- [Aim of the task]:
Your task is to output the data exactly as it stands.

- [Records to process]:
::::::
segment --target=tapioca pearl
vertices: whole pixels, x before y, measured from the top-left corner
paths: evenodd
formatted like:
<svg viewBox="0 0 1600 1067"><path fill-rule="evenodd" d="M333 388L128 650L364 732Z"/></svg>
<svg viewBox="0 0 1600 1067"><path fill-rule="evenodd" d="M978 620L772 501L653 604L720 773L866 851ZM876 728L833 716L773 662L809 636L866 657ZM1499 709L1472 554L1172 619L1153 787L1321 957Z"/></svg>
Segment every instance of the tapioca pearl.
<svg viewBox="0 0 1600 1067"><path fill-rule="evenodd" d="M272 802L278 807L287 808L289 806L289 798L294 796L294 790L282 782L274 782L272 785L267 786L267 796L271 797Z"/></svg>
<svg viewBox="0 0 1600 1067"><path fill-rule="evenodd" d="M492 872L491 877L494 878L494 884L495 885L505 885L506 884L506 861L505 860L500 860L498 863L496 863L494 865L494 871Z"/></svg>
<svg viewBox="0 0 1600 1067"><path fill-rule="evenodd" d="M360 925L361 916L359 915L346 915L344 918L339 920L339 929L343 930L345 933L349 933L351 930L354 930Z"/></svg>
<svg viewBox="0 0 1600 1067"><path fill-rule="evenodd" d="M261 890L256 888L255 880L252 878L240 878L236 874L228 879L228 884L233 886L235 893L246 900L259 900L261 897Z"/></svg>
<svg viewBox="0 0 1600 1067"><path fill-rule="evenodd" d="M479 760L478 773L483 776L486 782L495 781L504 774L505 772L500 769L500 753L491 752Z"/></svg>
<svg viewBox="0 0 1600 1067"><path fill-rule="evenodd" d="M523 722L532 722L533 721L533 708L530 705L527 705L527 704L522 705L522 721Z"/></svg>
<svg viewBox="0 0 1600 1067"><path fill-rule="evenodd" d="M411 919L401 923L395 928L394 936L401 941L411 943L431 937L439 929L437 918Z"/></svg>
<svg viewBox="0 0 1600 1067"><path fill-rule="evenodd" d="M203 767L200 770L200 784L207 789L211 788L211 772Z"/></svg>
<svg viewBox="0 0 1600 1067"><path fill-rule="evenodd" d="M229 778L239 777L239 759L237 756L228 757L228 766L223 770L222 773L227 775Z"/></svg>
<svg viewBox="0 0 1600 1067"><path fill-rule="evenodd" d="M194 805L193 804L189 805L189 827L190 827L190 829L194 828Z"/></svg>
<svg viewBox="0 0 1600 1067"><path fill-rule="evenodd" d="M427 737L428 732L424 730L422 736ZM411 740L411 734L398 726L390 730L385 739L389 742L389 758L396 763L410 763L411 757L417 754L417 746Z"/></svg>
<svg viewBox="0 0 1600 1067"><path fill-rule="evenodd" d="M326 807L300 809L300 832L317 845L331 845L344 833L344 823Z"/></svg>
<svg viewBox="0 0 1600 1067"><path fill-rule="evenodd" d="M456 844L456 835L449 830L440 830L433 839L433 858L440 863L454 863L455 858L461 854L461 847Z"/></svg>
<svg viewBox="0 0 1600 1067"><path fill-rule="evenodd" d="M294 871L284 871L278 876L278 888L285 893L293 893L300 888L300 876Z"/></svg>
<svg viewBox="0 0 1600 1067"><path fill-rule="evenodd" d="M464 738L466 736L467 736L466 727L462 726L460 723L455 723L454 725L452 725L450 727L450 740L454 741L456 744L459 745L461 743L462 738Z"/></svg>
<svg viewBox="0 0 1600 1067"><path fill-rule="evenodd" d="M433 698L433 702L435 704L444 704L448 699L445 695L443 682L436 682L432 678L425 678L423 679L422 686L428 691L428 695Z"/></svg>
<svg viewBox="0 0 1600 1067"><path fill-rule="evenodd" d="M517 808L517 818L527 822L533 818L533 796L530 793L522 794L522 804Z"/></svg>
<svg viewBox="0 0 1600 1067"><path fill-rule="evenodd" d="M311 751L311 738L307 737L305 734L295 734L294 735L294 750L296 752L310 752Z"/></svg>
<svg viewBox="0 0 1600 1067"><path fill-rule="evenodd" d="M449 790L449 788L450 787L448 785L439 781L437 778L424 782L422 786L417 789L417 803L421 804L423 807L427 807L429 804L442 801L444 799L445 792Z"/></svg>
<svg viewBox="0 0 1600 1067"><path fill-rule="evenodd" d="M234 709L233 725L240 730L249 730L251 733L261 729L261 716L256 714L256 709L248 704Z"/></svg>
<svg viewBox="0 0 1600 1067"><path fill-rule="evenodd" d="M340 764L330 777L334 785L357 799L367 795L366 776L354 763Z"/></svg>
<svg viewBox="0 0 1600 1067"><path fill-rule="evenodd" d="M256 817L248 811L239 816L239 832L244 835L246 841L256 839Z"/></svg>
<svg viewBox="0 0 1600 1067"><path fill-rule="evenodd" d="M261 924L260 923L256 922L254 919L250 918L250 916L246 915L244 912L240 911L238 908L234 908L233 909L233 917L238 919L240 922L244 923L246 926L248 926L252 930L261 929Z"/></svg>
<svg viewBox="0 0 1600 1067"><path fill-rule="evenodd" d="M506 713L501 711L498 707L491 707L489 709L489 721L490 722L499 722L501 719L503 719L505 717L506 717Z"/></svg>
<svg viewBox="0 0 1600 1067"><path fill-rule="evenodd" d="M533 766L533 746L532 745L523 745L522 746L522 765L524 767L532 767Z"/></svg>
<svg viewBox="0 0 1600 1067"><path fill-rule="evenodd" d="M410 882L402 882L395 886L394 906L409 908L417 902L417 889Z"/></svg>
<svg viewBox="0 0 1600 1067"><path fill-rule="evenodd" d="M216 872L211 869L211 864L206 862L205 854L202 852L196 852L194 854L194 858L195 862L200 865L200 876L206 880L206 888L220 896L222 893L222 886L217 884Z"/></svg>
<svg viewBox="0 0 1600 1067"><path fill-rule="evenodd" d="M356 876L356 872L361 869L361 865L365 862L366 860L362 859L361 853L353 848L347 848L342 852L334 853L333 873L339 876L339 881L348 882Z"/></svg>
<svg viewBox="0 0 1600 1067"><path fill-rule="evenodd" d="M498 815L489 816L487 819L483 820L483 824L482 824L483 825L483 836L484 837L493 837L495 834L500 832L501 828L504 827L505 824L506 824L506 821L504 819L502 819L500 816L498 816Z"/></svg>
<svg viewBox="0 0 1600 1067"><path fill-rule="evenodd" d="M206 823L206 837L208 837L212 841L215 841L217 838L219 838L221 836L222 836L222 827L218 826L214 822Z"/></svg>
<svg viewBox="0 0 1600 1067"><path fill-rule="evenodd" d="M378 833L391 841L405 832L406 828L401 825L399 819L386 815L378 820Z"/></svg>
::::::
- [Output of the exercise]:
segment --target=tapioca pearl
vertices: whole pixels, x before y, measured from the top-left corner
paths: evenodd
formatted like:
<svg viewBox="0 0 1600 1067"><path fill-rule="evenodd" d="M333 388L128 650L364 732Z"/></svg>
<svg viewBox="0 0 1600 1067"><path fill-rule="evenodd" d="M978 620L772 501L653 604L720 773L866 851ZM876 728L833 716L773 662L809 636L866 657ZM1499 709L1472 554L1172 619L1153 787L1321 957Z"/></svg>
Segment every instance of the tapioca pearl.
<svg viewBox="0 0 1600 1067"><path fill-rule="evenodd" d="M272 802L278 807L287 808L289 806L289 798L294 796L294 790L282 782L274 782L272 785L267 786L267 796L271 797Z"/></svg>
<svg viewBox="0 0 1600 1067"><path fill-rule="evenodd" d="M492 872L491 877L494 878L494 884L495 885L505 885L506 884L506 861L505 860L500 860L498 863L496 863L494 865L494 871Z"/></svg>
<svg viewBox="0 0 1600 1067"><path fill-rule="evenodd" d="M360 925L361 916L359 915L346 915L344 918L339 920L339 929L343 930L345 933L349 933L351 930L354 930Z"/></svg>
<svg viewBox="0 0 1600 1067"><path fill-rule="evenodd" d="M261 890L256 888L255 880L252 878L240 878L236 874L228 879L228 884L233 886L235 893L246 900L259 900L261 897Z"/></svg>
<svg viewBox="0 0 1600 1067"><path fill-rule="evenodd" d="M479 760L478 773L483 776L486 782L495 781L504 774L505 772L500 769L500 753L491 752Z"/></svg>
<svg viewBox="0 0 1600 1067"><path fill-rule="evenodd" d="M523 722L532 722L533 721L533 708L530 705L527 705L527 704L522 705L522 721Z"/></svg>
<svg viewBox="0 0 1600 1067"><path fill-rule="evenodd" d="M411 919L401 923L395 928L394 936L401 941L411 943L431 937L439 929L437 918Z"/></svg>
<svg viewBox="0 0 1600 1067"><path fill-rule="evenodd" d="M203 767L200 770L200 784L207 789L211 788L211 772Z"/></svg>
<svg viewBox="0 0 1600 1067"><path fill-rule="evenodd" d="M229 778L239 777L239 759L237 756L228 757L228 766L223 770L222 773L227 775Z"/></svg>
<svg viewBox="0 0 1600 1067"><path fill-rule="evenodd" d="M194 805L193 804L189 805L189 827L190 827L190 829L194 828Z"/></svg>
<svg viewBox="0 0 1600 1067"><path fill-rule="evenodd" d="M427 737L428 732L424 730L422 736ZM411 740L411 734L398 726L390 730L385 739L389 742L389 758L396 763L410 763L411 757L417 754L417 746Z"/></svg>
<svg viewBox="0 0 1600 1067"><path fill-rule="evenodd" d="M326 807L300 809L300 832L317 845L331 845L344 833L344 823Z"/></svg>
<svg viewBox="0 0 1600 1067"><path fill-rule="evenodd" d="M456 844L456 835L449 830L440 830L433 839L433 858L440 863L454 863L455 858L461 854L461 847Z"/></svg>
<svg viewBox="0 0 1600 1067"><path fill-rule="evenodd" d="M294 871L284 871L278 876L278 888L285 893L293 893L300 888L300 876Z"/></svg>
<svg viewBox="0 0 1600 1067"><path fill-rule="evenodd" d="M464 738L466 736L467 736L466 727L462 726L460 723L455 723L454 725L452 725L450 727L450 740L454 741L456 744L459 745L461 743L462 738Z"/></svg>
<svg viewBox="0 0 1600 1067"><path fill-rule="evenodd" d="M433 698L433 702L435 704L444 704L448 699L445 695L443 682L436 682L432 678L425 678L423 679L422 686L428 691L428 695Z"/></svg>
<svg viewBox="0 0 1600 1067"><path fill-rule="evenodd" d="M517 808L517 818L527 822L533 818L533 796L530 793L522 794L522 804Z"/></svg>
<svg viewBox="0 0 1600 1067"><path fill-rule="evenodd" d="M311 751L311 738L307 737L305 734L295 734L294 735L294 750L296 752L310 752Z"/></svg>
<svg viewBox="0 0 1600 1067"><path fill-rule="evenodd" d="M449 790L449 788L450 787L448 785L439 781L437 778L424 782L422 786L417 789L417 803L421 804L423 807L427 807L429 804L442 801L444 799L445 792Z"/></svg>
<svg viewBox="0 0 1600 1067"><path fill-rule="evenodd" d="M234 709L233 725L240 730L249 730L251 733L261 729L261 716L256 714L256 709L248 704Z"/></svg>
<svg viewBox="0 0 1600 1067"><path fill-rule="evenodd" d="M340 764L330 777L334 785L357 799L367 795L366 776L354 763Z"/></svg>
<svg viewBox="0 0 1600 1067"><path fill-rule="evenodd" d="M256 817L248 811L239 816L239 832L244 835L246 841L256 839Z"/></svg>
<svg viewBox="0 0 1600 1067"><path fill-rule="evenodd" d="M261 924L260 923L256 922L254 919L250 918L250 916L246 915L244 912L240 911L238 908L234 908L233 909L233 917L238 919L240 922L244 923L246 926L248 926L252 930L261 929Z"/></svg>
<svg viewBox="0 0 1600 1067"><path fill-rule="evenodd" d="M506 713L501 711L498 707L491 707L489 709L489 721L490 722L499 722L501 719L503 719L505 717L506 717Z"/></svg>
<svg viewBox="0 0 1600 1067"><path fill-rule="evenodd" d="M533 766L533 746L532 745L523 745L522 746L522 765L524 767L532 767Z"/></svg>
<svg viewBox="0 0 1600 1067"><path fill-rule="evenodd" d="M410 882L402 882L395 886L394 906L409 908L417 902L417 889Z"/></svg>
<svg viewBox="0 0 1600 1067"><path fill-rule="evenodd" d="M216 872L211 869L211 864L206 862L205 854L202 852L196 852L194 854L194 858L195 862L200 865L200 876L206 880L206 888L220 896L222 893L222 886L217 884Z"/></svg>
<svg viewBox="0 0 1600 1067"><path fill-rule="evenodd" d="M356 876L356 872L361 869L361 865L365 862L366 860L362 859L361 853L353 848L347 848L342 852L334 853L333 873L339 876L339 881L348 882Z"/></svg>
<svg viewBox="0 0 1600 1067"><path fill-rule="evenodd" d="M498 815L489 816L487 819L483 820L483 824L482 824L483 825L483 836L484 837L493 837L495 834L500 832L501 828L504 827L505 824L506 824L506 821L504 819L502 819L500 816L498 816Z"/></svg>
<svg viewBox="0 0 1600 1067"><path fill-rule="evenodd" d="M206 823L206 837L208 837L212 841L215 841L217 838L219 838L221 836L222 836L222 827L218 826L214 822Z"/></svg>
<svg viewBox="0 0 1600 1067"><path fill-rule="evenodd" d="M378 833L391 841L405 832L406 828L401 825L399 819L386 815L378 820Z"/></svg>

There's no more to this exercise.